* TEXTE FOURNI

----------------

Hier sur Facebook, une de mes amies manifeste sa perplexité : « Mais ça veut dire quoi « je plussoie » ? Mais ça vient d’où? l’étymologie? la construction du mot? bref. Ça sort d’où ce truc ? » Sa question ayant suscité chez moi un début de curiosité, j’essaye de construire un verbe qui pourrait dériver de cette première personne du singulier. Je plussoie : verbe du premier groupe (ployer, nettoyer…) ou du troisième groupe (asseoir, voir, croire…). En gros, plussoyer ou plussoir ? je ne vais pas me laisser arrêter par le doute, je décide de construire un mot en rajoutant [ment] à la fin : plussoiement. Et voilà ce que je trouve :

Ce qui n’est pas nouveau, c’est que l’on fabrique des mots à partir de nouvelles pratiques, des mots qui, à l’étonnement de l’amie en question, finissent dans le dictionnaire. Et encore, pour celui-ci, les Dupond et Dupont n’ont-ils pas tout inventé ? Je dirais même plus, n’ont-il vas tout inpenté ? Ici, ce qui m’a surtout amusée, c’est le détail de cette définition : on y apprend donc que plussoir est moins courant et que le contraire de plussoyer est moinsoyer, dont l’emploi est rare. C’est sûr que moi, quand je vais faire un commentaire sur quelque chose qui ne m’emballe pas du tout, je vais tout de suite dire : je moinsoie à cette allégation. Enfin, c’est toujours bon à savoir…

A travers les plussoiements et du coup, je suppose, les moinssoiements (on ne va pas pinailler), c’est de l’expression des émotions sur Internet dont je suis curieuse. Pas seulement de ce simple clic qui nous fait « Liker » quelque chose sur Facebook, et qu’un article de Télérama (déjà cité) analyse ici. Pas seulement non plus la manie des « retweet » sur Twitter, les « J’aime » et « Je n’aime pas » sur YouTube, ou encore les pratiques de référencement (en gros, décrire un document numérique à l’aide d’un certain nombre de tags pour le mettre en valeur).

Il y a aussi toute cette palette d’émoticônes que l’on ajoute à chaque fois que l’on discute avec quelqu’un : clin d’oeil, sourire, large sourire, sourcils froncés inspirés de l’univers des mangas, ange ou démon, coeur, etc. Toute cette artillerie qui sert à donner au discours un aspect verbal dont le privent le clavier et la souris, et à laquelle s’ajoute les expressions minimalistes de l’humour et de la complicité : lol, mdr, omg, etc. Lors de ma dernière conversation d’hier soir sur Facebook, j’ai employé 8 fois le terme « lol », 2 fois « mdr » en l’espace d’une demi-heure de discussion.

----------------

* DONNÉES FOURNIES
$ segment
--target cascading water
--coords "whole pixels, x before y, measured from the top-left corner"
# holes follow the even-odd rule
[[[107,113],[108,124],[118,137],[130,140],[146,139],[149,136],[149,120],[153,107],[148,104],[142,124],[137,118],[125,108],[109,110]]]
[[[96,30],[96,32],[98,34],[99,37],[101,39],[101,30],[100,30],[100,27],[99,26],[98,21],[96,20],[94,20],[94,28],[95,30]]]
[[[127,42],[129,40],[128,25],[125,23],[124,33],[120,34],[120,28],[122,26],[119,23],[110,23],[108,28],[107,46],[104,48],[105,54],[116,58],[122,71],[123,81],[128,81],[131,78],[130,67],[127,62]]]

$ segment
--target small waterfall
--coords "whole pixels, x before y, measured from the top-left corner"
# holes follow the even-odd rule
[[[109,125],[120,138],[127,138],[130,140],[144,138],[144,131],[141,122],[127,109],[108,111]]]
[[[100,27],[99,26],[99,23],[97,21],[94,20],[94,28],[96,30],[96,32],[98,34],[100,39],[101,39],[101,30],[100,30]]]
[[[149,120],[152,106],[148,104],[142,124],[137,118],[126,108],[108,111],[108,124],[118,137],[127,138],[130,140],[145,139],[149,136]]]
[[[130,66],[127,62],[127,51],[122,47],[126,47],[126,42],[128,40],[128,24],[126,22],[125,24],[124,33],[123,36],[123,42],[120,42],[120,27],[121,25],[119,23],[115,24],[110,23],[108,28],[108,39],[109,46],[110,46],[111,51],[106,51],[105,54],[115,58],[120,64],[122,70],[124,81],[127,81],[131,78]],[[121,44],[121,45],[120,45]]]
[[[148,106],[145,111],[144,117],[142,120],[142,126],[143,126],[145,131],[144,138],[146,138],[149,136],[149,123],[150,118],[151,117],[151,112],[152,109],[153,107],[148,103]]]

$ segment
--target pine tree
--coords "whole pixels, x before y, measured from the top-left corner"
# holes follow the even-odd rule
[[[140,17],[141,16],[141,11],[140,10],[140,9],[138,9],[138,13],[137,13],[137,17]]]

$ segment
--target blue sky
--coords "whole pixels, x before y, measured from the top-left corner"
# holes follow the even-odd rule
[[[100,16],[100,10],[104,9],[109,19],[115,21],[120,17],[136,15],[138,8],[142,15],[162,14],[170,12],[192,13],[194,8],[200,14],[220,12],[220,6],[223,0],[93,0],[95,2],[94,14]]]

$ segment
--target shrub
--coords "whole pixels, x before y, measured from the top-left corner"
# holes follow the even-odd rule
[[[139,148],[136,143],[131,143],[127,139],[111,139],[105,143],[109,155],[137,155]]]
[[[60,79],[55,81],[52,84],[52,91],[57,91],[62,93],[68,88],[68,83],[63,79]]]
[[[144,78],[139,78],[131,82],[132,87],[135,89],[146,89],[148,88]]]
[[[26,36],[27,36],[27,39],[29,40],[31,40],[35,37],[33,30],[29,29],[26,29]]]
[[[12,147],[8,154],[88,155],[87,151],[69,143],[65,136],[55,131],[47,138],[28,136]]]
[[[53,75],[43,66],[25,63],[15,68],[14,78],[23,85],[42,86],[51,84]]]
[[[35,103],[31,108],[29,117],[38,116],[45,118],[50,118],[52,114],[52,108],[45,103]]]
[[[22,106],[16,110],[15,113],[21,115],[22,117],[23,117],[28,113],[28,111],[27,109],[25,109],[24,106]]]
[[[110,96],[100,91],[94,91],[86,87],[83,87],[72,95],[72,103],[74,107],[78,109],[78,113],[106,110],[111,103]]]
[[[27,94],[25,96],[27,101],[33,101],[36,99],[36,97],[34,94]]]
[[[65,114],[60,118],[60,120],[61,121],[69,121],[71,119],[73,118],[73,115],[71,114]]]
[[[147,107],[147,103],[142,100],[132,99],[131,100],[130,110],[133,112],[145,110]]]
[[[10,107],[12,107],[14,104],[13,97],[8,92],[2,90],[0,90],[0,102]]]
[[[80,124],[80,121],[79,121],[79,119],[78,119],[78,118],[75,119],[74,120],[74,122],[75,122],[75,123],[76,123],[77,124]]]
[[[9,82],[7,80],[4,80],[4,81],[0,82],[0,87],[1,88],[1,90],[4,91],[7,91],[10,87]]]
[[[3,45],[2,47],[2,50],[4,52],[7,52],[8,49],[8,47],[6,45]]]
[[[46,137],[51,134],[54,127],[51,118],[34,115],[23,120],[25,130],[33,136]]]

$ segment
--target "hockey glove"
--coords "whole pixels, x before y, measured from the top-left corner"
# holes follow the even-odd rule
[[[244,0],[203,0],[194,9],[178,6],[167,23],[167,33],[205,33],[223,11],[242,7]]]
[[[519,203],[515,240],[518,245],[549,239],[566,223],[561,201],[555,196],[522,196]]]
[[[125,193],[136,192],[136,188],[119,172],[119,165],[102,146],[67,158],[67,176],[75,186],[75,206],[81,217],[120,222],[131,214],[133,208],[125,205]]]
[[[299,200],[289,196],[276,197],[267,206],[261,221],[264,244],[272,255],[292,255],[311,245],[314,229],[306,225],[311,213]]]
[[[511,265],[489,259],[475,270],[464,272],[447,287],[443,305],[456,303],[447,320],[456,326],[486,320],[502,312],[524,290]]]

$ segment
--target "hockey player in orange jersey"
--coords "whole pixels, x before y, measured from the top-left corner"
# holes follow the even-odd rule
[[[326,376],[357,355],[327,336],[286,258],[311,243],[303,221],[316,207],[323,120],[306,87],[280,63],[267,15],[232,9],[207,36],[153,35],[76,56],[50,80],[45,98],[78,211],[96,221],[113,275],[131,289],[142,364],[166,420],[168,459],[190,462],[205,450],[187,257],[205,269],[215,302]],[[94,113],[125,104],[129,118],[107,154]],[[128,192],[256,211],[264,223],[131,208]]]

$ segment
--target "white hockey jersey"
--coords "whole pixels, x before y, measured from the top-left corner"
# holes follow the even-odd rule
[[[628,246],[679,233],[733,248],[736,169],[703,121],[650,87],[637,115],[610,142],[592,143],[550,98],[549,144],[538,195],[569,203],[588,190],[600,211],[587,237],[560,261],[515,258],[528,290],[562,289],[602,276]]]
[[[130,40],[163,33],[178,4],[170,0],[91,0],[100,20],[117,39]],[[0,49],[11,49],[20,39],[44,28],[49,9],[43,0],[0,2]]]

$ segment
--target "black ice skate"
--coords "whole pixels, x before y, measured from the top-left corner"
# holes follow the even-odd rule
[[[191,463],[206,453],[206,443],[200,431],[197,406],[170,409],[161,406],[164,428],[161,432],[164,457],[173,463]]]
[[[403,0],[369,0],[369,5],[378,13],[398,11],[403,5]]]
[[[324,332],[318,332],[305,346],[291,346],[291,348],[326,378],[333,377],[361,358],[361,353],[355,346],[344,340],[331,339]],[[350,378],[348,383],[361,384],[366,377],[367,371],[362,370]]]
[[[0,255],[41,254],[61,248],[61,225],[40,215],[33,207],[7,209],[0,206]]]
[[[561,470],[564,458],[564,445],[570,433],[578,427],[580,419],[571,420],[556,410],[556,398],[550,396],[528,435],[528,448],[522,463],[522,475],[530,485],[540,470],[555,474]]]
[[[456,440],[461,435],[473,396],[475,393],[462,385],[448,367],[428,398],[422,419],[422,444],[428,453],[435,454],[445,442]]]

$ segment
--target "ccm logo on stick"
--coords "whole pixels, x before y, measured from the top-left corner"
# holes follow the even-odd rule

----------------

* CONSIGNE
Dans le billet sur le verbe plussoyer, rebaptisez « Twitter » en « X », puis recopiez tout ce qui va de « A travers les » jusqu'à « mettre en valeur). ».

* CORRIGÉ
A travers les plussoiements et du coup, je suppose, les moinssoiements (on ne va pas pinailler), c’est de l’expression des émotions sur Internet dont je suis curieuse. Pas seulement de ce simple clic qui nous fait « Liker » quelque chose sur Facebook, et qu’un article de Télérama (déjà cité) analyse ici. Pas seulement non plus la manie des « retweet » sur X, les « J’aime » et « Je n’aime pas » sur YouTube, ou encore les pratiques de référencement (en gros, décrire un document numérique à l’aide d’un certain nombre de tags pour le mettre en valeur).